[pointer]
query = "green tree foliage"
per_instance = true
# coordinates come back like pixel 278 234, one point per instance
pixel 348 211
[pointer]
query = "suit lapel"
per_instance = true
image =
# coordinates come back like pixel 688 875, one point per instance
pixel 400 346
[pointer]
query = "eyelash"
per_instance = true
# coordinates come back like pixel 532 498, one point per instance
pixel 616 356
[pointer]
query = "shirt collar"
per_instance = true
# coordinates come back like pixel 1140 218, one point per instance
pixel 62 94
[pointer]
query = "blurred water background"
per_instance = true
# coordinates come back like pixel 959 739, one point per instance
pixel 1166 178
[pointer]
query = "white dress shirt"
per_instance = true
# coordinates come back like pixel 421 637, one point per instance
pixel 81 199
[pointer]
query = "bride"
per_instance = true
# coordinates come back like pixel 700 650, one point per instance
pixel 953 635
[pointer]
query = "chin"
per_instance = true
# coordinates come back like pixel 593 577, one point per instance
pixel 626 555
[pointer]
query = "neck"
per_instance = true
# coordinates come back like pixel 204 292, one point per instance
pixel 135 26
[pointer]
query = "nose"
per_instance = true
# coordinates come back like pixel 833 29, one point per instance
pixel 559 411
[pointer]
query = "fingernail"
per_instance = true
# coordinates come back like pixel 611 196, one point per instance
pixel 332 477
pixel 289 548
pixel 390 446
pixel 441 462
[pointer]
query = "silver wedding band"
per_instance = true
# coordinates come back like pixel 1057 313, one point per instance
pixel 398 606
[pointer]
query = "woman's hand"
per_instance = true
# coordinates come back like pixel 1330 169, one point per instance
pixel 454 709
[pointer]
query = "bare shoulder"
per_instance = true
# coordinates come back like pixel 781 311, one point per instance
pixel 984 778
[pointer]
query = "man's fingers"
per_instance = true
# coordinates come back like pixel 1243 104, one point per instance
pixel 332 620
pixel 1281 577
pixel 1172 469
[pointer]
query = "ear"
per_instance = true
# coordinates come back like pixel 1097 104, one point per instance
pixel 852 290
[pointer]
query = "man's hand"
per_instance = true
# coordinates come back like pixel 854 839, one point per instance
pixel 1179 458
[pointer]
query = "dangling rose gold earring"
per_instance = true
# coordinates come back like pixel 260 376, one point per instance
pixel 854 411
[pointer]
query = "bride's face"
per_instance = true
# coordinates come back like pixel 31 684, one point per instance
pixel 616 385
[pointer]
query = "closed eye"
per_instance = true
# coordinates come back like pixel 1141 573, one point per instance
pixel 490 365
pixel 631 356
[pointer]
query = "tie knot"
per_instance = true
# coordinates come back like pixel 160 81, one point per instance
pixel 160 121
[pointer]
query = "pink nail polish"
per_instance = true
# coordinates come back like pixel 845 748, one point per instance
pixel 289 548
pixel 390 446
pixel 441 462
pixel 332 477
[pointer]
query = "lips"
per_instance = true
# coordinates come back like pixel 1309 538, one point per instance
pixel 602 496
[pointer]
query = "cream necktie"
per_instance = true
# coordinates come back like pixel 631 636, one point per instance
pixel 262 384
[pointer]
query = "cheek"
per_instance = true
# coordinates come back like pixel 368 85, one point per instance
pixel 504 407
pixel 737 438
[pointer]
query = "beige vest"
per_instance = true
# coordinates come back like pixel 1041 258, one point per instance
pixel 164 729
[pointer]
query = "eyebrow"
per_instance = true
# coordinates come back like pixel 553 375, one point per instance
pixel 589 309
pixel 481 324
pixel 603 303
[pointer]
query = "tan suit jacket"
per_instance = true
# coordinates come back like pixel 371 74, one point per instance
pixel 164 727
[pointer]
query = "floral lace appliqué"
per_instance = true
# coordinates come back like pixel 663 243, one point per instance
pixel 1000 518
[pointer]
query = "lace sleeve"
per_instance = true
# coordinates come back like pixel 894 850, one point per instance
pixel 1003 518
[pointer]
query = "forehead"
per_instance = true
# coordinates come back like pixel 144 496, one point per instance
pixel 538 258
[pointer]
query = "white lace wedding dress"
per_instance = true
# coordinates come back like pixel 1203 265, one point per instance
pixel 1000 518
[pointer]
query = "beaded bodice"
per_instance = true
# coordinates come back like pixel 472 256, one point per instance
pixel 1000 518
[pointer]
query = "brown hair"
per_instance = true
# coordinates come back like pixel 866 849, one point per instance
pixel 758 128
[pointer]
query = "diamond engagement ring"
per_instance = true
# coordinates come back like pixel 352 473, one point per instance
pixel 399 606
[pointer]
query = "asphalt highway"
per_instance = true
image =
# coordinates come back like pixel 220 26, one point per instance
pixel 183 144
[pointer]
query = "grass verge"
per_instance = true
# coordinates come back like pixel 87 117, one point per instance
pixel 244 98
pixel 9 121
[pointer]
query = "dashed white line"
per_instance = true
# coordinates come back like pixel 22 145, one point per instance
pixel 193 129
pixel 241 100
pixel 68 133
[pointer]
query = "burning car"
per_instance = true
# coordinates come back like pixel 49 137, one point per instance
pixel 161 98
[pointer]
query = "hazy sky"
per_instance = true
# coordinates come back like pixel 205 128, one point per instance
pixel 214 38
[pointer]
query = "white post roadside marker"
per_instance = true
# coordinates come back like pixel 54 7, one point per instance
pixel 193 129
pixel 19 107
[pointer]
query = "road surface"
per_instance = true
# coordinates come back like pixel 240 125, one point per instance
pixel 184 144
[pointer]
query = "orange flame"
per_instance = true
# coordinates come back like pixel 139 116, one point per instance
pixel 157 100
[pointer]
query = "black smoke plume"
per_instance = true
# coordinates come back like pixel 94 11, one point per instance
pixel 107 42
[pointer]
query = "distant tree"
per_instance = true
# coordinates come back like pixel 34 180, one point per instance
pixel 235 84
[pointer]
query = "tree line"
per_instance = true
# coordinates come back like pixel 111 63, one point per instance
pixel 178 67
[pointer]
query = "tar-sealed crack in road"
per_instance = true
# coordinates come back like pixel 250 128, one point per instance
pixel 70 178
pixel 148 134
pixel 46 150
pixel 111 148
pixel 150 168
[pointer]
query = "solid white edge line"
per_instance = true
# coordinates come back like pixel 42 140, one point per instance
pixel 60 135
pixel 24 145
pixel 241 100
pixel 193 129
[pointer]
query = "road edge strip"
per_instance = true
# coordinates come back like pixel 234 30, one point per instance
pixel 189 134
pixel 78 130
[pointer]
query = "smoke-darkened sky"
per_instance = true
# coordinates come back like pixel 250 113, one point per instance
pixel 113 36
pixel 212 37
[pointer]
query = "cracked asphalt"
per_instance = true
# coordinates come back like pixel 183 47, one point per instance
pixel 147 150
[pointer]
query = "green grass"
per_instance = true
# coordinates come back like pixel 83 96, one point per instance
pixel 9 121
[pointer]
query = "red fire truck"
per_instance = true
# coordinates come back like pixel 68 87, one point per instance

- [WRITTEN PROBLEM]
Change "bride" to "groom" in the rows from the first one through the line containing "pixel 984 778", and give those lines back with nothing else altered.

- [EXERCISE OUTPUT]
[pointer]
query = "green tree foliage"
per_instance = true
# coordinates come back like pixel 278 234, one point per instance
pixel 348 211
[pointer]
query = "suit lapel"
per_instance = true
image =
# coordinates come back like pixel 688 875, one point per instance
pixel 400 346
[pointer]
query = "eyelash"
per_instance = true
# coordinates come back like pixel 532 498, one point per instance
pixel 616 356
[pointer]
query = "shirt collar"
per_instance = true
# coordinates come back like pixel 1140 218, one point per instance
pixel 62 94
[pointer]
query = "blurred water background"
per_instance = true
# coordinates come back like pixel 959 739, one point per instance
pixel 1166 178
[pointer]
query = "white dress shirt"
per_instance = true
# coordinates come back like pixel 421 637, one point per instance
pixel 81 199
[pointer]
query = "groom"
per_instance = true
# coordinates come back like pixel 700 650, one point per instance
pixel 953 635
[pointer]
query = "chin"
per_instance = true
# coordinates come back like pixel 593 577, one point per instance
pixel 626 555
[pointer]
query = "neck"
per_instance = true
# coordinates come back like pixel 204 292, one point per instance
pixel 135 26
[pointer]
query = "nose"
per_instance = true
# coordinates come back like pixel 833 29, one point per instance
pixel 559 411
[pointer]
query = "fingernail"
per_instance = true
# coordinates come back like pixel 611 196, one point per instance
pixel 332 477
pixel 289 548
pixel 390 446
pixel 441 462
[pointer]
query = "silver wedding band"
per_instance = true
# coordinates come back like pixel 1057 313, one point per instance
pixel 398 606
[pointer]
query = "woman's hand"
per_instance = true
# coordinates come back like pixel 1330 169, one point per instance
pixel 454 709
[pointer]
query = "bare shoulder"
per_instance = true
# coordinates come back like pixel 781 311, one point per instance
pixel 984 778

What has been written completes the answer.